REQUIREMENTS:
Show every line in the rows below that contains the string "cloud", matching its case exactly.

PROVIDED MATERIAL:
▼
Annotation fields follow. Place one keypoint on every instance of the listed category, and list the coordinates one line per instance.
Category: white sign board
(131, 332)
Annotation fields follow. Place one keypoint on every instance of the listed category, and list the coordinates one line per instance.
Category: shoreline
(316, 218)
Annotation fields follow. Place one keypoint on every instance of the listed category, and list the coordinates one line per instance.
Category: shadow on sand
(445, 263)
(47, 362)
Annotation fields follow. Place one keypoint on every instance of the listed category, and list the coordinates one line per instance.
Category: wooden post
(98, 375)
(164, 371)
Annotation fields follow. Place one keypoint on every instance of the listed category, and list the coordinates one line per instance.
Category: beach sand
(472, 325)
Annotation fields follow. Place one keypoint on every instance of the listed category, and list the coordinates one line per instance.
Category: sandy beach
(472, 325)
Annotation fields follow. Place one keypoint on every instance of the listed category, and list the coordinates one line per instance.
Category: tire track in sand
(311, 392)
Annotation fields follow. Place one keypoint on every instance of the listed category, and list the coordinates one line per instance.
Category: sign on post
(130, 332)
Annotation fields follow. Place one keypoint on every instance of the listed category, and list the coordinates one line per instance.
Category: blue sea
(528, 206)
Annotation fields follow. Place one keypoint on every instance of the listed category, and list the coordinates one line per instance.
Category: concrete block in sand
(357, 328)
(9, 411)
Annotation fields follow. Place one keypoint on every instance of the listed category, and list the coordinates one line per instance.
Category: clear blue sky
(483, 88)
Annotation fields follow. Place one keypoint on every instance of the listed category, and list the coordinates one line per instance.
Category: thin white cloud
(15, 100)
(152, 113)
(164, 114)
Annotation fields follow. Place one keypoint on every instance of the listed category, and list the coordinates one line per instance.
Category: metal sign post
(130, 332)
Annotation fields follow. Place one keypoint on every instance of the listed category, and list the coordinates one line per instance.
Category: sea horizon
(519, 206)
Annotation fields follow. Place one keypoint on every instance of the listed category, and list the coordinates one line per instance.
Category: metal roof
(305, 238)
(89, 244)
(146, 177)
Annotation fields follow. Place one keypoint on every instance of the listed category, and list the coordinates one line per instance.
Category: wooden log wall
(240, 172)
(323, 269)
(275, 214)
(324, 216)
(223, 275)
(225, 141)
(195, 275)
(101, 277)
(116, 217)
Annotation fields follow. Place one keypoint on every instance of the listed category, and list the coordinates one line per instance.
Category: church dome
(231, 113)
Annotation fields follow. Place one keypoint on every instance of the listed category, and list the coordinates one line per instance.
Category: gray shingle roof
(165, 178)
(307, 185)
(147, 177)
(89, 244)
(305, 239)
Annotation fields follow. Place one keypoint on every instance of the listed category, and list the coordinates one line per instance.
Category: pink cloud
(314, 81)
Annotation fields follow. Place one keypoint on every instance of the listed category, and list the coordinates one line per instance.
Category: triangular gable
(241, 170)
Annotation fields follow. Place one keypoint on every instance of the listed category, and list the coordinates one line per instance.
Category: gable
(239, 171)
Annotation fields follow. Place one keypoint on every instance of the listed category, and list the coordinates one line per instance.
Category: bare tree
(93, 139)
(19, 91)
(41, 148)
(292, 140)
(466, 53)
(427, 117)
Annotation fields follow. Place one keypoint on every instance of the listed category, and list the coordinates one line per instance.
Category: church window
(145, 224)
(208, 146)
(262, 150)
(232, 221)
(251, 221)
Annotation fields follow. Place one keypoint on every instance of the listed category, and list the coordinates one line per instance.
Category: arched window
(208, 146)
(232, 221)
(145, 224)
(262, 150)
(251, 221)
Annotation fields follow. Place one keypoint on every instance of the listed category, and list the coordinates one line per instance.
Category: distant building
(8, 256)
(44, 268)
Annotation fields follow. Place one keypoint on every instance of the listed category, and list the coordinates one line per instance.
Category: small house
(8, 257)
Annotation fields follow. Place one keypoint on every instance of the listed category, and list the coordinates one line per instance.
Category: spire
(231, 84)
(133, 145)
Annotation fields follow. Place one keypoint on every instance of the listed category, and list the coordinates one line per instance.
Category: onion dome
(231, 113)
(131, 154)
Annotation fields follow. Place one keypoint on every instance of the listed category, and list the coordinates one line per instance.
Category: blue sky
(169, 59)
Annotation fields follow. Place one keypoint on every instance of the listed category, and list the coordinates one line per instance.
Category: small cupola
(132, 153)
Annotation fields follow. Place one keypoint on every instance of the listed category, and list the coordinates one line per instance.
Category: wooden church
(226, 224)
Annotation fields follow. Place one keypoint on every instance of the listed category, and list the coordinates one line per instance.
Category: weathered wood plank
▲
CORRECT ANSWER:
Category: thin white cloud
Category: pink cloud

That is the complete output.